Copy out every line of the data exactly.

____________________

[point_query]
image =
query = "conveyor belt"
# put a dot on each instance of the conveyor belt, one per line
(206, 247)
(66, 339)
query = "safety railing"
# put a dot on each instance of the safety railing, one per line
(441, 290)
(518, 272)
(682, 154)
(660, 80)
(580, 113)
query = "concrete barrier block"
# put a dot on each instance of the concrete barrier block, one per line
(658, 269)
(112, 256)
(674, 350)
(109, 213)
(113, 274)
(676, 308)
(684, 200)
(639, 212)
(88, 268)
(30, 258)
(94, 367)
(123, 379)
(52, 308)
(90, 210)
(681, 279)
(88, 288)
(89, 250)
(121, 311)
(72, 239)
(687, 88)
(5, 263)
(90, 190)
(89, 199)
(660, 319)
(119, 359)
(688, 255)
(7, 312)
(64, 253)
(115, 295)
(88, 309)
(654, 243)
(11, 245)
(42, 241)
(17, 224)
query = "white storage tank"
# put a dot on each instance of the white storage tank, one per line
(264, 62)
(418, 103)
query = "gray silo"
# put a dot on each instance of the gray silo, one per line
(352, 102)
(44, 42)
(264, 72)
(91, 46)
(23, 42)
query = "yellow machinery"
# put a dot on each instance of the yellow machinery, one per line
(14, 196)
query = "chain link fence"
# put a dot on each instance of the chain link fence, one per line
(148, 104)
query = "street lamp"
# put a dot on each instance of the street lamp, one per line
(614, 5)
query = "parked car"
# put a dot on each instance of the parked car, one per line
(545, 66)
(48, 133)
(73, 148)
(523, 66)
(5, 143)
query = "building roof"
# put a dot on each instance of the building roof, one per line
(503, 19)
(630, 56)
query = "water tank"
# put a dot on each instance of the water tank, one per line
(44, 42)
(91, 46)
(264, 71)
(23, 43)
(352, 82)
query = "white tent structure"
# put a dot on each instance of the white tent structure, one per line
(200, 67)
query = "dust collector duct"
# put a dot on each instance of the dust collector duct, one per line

____________________

• SOLUTION TO THIS TASK
[point_query]
image =
query = "conveyor belt"
# put a dot on each instance of the conveyor belt, one per line
(206, 247)
(66, 339)
query = "safety railing"
# put a dot on each instance of the safety railing, one per line
(441, 290)
(518, 272)
(682, 154)
(660, 80)
(580, 113)
query = "concrete barrier block"
# put a dot on each instance of the concrete barrier block, one per line
(658, 269)
(112, 256)
(674, 350)
(109, 213)
(113, 274)
(676, 308)
(684, 200)
(639, 212)
(88, 268)
(30, 258)
(94, 367)
(123, 379)
(52, 308)
(90, 210)
(681, 279)
(88, 288)
(89, 250)
(121, 311)
(72, 239)
(687, 88)
(5, 263)
(90, 190)
(89, 199)
(660, 319)
(119, 359)
(688, 255)
(7, 312)
(64, 253)
(115, 295)
(88, 309)
(654, 243)
(11, 245)
(42, 241)
(17, 224)
query = "white storage tank"
# put a dot on each instance of the white storage tank, one per line
(264, 62)
(418, 103)
query = "gray silo"
# put a dot on each instance of the gray silo, one per line
(352, 102)
(44, 42)
(264, 72)
(91, 46)
(23, 42)
query = "yellow machinery"
# put a dot on each instance of the yellow machinery, one per line
(14, 196)
query = "chain link fence"
# put a dot on each instance of the chain link fence, one per line
(148, 104)
query = "street lamp"
# put a dot on each instance of the street lamp, one per line
(614, 5)
query = "parked car"
# put a dot on each instance of the parked car, one per line
(545, 66)
(48, 133)
(73, 148)
(523, 66)
(5, 143)
query = "building roof"
# put a dot on each instance of the building roof, one per line
(503, 19)
(630, 56)
query = "water tank"
# put a dot on each instance of the water tank, one per line
(44, 42)
(91, 46)
(264, 71)
(23, 43)
(352, 82)
query = "white tent structure"
# put a dot on each instance of the white tent structure, one per line
(200, 67)
query = "dust collector duct"
# put a dot on each instance of the dust collector duct, one per line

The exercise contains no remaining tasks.